- Instructions for the task
Quote the following data verbatim, every line in order.

- Information given
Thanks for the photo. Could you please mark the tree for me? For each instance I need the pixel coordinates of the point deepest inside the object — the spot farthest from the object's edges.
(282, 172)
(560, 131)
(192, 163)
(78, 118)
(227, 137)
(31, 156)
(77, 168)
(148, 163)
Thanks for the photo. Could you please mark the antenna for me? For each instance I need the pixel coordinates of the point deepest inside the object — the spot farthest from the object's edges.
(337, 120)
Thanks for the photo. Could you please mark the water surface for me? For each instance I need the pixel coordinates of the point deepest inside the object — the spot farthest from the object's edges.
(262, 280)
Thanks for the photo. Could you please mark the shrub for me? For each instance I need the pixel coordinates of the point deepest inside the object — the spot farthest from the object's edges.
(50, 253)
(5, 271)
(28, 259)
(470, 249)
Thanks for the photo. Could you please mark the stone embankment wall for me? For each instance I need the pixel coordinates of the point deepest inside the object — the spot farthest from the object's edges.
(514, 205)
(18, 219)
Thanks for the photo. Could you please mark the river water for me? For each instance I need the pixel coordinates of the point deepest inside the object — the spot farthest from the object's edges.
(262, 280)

- Reply
Thanks for the photo. Could you please mark the tree for me? For each instance I need the pixel coordinates of the point deepest inside the object — the spot farthest from the object's edges.
(282, 172)
(560, 131)
(192, 163)
(78, 118)
(227, 137)
(31, 156)
(77, 168)
(148, 163)
Thanks for the photo. Could you please mark the antenna for me? For each instance I need the pixel coordinates of the point deepest inside the object — the spot farthest from the object's edges.
(337, 120)
Thanks for the photo. Could you please mark the water surface for me? For each instance I need the pixel coordinates of the point deepest inside the object — the spot farthest from the object's edges.
(262, 280)
Thanks for the photo. Could you please mark the shrub for me? For each instance I need the pixel coordinates of the point deepest inside the object — the spot farthest from the object's edges.
(50, 253)
(5, 271)
(28, 259)
(470, 249)
Thanks for the photo. Could you please mark the stone embankment wall for me? For each instance I need the pixel coordinates of the point deepest inside the object — the spot farthest from the object's edges.
(514, 205)
(18, 219)
Thanks for the photo. Could you please mark the river water for me? For each instance I need the pixel coordinates of the point deepest inside the object — the spot farthest from the object's edges.
(262, 280)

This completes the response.